### EXERCISE PROMPT
Update the items below by changing "heat-map build" to "coverage map" throughout, and leave everything else as it is.

### EXERCISE DATA
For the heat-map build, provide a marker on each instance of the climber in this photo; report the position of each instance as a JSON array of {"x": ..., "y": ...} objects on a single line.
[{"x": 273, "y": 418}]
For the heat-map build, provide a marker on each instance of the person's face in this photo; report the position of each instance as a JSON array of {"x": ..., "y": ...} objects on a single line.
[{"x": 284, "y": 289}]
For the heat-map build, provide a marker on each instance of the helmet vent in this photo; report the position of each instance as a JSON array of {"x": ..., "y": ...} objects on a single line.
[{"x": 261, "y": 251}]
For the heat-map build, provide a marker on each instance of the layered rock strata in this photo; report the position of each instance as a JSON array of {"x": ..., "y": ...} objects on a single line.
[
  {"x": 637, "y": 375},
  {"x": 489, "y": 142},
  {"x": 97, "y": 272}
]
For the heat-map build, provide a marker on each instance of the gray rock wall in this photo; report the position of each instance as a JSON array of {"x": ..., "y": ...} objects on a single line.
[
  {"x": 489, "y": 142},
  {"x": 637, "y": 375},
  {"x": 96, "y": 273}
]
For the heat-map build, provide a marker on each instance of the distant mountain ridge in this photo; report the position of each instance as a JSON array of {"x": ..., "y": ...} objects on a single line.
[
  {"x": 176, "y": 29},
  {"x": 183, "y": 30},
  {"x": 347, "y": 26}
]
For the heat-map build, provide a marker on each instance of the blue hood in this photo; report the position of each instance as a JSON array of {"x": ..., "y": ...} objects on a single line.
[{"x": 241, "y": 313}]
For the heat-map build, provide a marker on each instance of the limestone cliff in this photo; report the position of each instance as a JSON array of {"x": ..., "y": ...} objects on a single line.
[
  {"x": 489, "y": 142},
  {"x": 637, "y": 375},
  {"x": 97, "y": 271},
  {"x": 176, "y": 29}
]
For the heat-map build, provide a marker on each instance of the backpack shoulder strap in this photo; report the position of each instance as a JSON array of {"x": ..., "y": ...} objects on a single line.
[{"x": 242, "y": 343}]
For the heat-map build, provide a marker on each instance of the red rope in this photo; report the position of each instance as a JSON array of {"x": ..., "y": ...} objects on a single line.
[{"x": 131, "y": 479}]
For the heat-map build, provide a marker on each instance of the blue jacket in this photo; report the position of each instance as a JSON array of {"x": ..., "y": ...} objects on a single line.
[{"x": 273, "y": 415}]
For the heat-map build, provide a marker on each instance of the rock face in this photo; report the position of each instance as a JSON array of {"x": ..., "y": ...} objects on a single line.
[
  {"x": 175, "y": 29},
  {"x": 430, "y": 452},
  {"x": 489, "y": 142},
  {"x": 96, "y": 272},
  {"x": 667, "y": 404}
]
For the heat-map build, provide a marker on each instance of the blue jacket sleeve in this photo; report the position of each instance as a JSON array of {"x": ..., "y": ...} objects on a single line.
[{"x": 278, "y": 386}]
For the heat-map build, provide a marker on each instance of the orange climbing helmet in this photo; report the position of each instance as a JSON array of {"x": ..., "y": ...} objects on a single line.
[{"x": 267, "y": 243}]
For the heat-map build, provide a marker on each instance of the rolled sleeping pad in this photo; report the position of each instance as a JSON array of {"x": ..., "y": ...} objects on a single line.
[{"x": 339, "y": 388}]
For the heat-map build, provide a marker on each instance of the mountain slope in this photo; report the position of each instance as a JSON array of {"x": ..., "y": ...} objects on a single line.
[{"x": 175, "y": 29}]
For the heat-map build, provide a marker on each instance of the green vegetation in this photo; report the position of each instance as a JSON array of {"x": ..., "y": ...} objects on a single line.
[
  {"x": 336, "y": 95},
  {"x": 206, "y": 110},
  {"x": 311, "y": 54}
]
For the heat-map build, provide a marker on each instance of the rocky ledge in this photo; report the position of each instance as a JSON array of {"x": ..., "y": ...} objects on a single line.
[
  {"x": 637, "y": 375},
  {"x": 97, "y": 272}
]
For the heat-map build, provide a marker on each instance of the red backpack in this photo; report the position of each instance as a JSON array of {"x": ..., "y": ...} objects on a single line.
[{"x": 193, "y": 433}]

### ANSWER TO THIS TASK
For the coverage map, provide a marker on each instance of the climber in this photo; report the position of each instance as a JSON array of {"x": ..., "y": ...} objects on a single line.
[{"x": 273, "y": 418}]
For the coverage map, provide a marker on each instance of the person's face in this photo; report the position of each instance as a JSON array of {"x": ..., "y": ...} objects on a single line.
[{"x": 284, "y": 289}]
For the coverage map, provide a marker on each instance of the helmet vent in this photo; report the position of each instance as a JSON array of {"x": ..., "y": ...} objects on a single line.
[{"x": 261, "y": 251}]
For the coverage map, provide a marker on each instance of the layered rock strata in this photo; report the position of each instance as a JSON array of {"x": ..., "y": ...} objects on a single line.
[
  {"x": 637, "y": 375},
  {"x": 489, "y": 142},
  {"x": 97, "y": 272}
]
For the coverage map, provide a marker on each instance of the gray rock wall in this photo; report the position of each instance as a JSON array of {"x": ..., "y": ...} objects on a single line.
[
  {"x": 489, "y": 142},
  {"x": 637, "y": 375},
  {"x": 96, "y": 273}
]
For the coverage map, provide a marker on each instance of the distant mountain ridge in this photo; report the position of each instance as a JSON array of {"x": ..., "y": ...} objects on a single line.
[
  {"x": 176, "y": 29},
  {"x": 183, "y": 30},
  {"x": 347, "y": 26}
]
For the coverage map, provide a marker on each instance of the blue hood in this photo; report the position of each instance as a JSON array of {"x": ..., "y": ...} objects on a single line.
[{"x": 241, "y": 313}]
For the coverage map, provide a marker on each instance of the limestone cliff in this photo; report the position of each instance as a JSON array of {"x": ..., "y": ...} objects on a single line.
[
  {"x": 489, "y": 142},
  {"x": 637, "y": 375},
  {"x": 97, "y": 271},
  {"x": 176, "y": 29}
]
For the coverage map, provide a marker on each instance of the backpack shoulder strap in this photo; report the position of each instance as a JSON array of {"x": ..., "y": ...} objects on a single line.
[{"x": 242, "y": 343}]
For the coverage map, provide a marker on each instance of the red rope in this photo; report the position of each instance as a JSON array of {"x": ..., "y": ...} objects on a single line.
[{"x": 131, "y": 479}]
For the coverage map, provide a marker on each instance of the blue jacket in this photo; report the position of each instance as a JSON array of {"x": ..., "y": ...} objects on a single line.
[{"x": 273, "y": 415}]
For the coverage map, provide a marker on each instance of the rock face in this photo; report the position of each instance as a JSON array of {"x": ..., "y": ...} objects on a single line.
[
  {"x": 175, "y": 29},
  {"x": 430, "y": 452},
  {"x": 489, "y": 142},
  {"x": 96, "y": 272},
  {"x": 667, "y": 404}
]
For the coverage map, provide a marker on each instance of the blue jacket sleeve in this photo; report the position of each instance as a JSON array of {"x": ..., "y": ...} objects on a single line.
[{"x": 278, "y": 386}]
For the coverage map, provide a marker on each instance of the orange climbing helmet in this photo; report the position of each instance as a JSON array of {"x": ..., "y": ...} objects on a single line.
[{"x": 267, "y": 243}]
For the coverage map, provide a marker on each instance of the rolled sleeping pad in this photo; report the position of each instance as a JSON array of {"x": ..., "y": ...} objects on a single line.
[{"x": 339, "y": 388}]
For the coverage map, provide a marker on each instance of the mountain slope in this photo; report the position of each instance as a JSON array of {"x": ..., "y": ...} objects on a single line.
[{"x": 175, "y": 29}]
For the coverage map, provide a marker on each instance of the green vegetation in this photo; report the position of each instance as a JSON array of {"x": ..., "y": ...} objects on a single line.
[
  {"x": 336, "y": 95},
  {"x": 206, "y": 110},
  {"x": 311, "y": 54}
]
For the coverage map, provide a marker on each instance of the rocky ledge in this photo; report the position of each instance as a JSON array of {"x": ..., "y": ...} objects on a single line.
[
  {"x": 637, "y": 375},
  {"x": 97, "y": 272}
]
For the coverage map, provide a marker on each instance of the red backpack in this photo; report the position of each instance as a JSON array of {"x": ..., "y": ...} objects on a single line.
[{"x": 193, "y": 433}]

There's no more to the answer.